Stored data entries
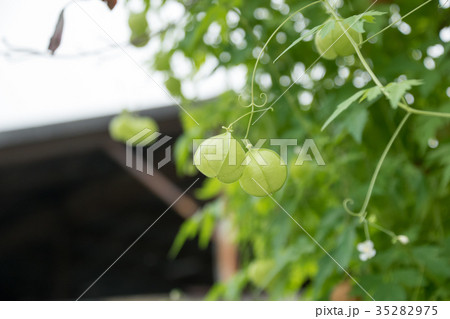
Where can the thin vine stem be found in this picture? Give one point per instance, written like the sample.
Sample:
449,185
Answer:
246,114
384,230
363,212
374,77
259,57
394,22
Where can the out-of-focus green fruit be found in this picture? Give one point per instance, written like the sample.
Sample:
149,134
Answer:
342,47
138,22
220,156
125,126
264,172
139,29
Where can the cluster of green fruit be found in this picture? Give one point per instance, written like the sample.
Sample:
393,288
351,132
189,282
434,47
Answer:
126,126
260,172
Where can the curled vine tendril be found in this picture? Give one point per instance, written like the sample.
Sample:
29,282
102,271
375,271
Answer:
261,96
242,103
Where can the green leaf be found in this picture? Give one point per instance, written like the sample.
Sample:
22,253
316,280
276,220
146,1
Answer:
408,277
342,107
355,123
371,94
396,90
304,36
327,27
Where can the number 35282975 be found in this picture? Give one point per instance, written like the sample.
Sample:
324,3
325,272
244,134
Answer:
406,310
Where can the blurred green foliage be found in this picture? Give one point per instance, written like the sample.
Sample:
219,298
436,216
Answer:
411,195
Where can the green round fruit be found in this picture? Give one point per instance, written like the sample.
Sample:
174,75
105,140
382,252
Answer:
139,29
264,172
125,126
220,156
138,22
342,47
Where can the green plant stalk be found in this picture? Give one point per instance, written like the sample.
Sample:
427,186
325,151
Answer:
399,19
246,114
259,57
372,74
363,212
384,230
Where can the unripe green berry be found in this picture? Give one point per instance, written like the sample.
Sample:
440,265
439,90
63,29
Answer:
220,156
125,126
264,172
342,47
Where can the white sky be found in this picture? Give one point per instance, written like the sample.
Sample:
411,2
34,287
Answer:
36,90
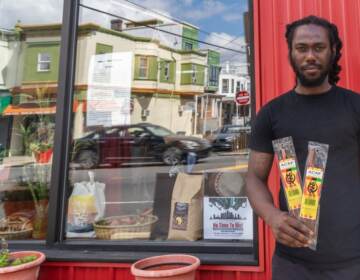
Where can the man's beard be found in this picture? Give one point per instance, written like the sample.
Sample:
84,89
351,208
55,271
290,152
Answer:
306,82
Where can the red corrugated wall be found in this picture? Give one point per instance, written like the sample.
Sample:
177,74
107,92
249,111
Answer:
272,77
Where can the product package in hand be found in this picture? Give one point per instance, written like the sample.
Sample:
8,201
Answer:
289,173
313,185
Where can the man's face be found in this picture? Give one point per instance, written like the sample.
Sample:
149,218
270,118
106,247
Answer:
311,55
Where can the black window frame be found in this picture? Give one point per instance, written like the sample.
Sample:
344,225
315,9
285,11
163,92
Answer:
56,247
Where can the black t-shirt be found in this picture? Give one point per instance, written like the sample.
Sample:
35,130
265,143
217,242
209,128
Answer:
332,118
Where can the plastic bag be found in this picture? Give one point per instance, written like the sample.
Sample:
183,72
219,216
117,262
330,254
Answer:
86,205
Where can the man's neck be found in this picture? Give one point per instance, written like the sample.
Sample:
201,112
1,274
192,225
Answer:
324,87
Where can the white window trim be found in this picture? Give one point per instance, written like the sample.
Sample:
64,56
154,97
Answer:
39,61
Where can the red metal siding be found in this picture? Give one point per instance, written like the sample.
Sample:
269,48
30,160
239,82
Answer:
273,76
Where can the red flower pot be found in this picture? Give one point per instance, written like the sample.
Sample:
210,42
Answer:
166,267
26,271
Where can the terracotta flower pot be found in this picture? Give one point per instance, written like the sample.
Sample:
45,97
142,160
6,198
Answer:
166,267
44,157
26,271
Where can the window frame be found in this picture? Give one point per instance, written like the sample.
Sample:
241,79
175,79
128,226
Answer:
40,62
56,246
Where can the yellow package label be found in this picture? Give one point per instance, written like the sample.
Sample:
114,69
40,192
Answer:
291,182
312,191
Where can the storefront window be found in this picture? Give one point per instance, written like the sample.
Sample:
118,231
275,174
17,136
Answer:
29,62
159,147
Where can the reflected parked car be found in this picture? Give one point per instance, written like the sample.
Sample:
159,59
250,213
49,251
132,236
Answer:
141,142
225,137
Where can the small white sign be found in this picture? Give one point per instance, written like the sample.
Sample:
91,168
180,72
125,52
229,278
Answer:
109,89
228,218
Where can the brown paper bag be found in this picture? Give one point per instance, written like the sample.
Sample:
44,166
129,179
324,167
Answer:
186,208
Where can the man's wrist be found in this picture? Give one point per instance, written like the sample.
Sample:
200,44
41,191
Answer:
270,213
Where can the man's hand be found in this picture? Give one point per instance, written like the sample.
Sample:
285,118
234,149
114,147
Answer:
288,230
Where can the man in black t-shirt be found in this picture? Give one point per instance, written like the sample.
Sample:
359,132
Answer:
315,110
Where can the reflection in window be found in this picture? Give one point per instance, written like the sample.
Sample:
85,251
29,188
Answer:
166,97
225,85
44,61
29,50
143,68
188,46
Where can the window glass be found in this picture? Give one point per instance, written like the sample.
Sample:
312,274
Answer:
225,85
155,123
44,61
29,63
143,67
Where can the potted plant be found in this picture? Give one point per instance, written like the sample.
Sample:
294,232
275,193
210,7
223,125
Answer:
42,151
19,265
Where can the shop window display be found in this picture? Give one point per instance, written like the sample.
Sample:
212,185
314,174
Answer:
150,160
28,89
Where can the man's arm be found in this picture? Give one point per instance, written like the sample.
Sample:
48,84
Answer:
286,229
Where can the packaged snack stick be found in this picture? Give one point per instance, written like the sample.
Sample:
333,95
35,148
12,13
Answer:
289,173
313,185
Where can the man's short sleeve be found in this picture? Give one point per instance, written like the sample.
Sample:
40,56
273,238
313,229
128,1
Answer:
262,133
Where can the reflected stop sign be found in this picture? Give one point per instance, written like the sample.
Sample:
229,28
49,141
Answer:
242,98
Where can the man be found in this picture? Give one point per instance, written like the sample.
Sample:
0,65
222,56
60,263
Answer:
315,110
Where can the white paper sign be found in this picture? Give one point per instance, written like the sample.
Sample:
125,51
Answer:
228,218
109,89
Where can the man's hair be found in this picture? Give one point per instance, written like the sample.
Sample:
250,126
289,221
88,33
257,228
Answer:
334,39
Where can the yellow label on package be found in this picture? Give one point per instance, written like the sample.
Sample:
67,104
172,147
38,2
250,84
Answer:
312,191
291,183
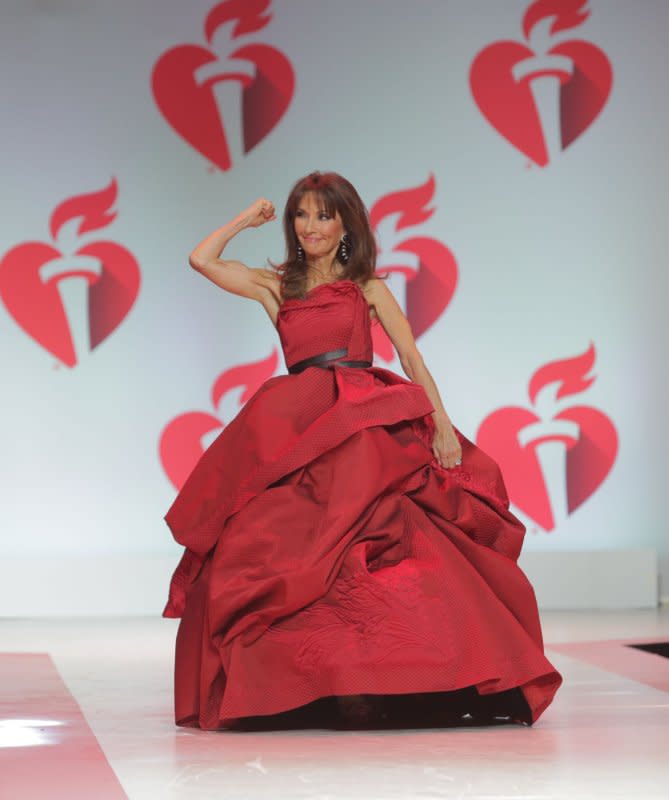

--- Task directions ---
Report how many lines in the records above contain the word "plant", giving only the number.

--- Worked solution ---
2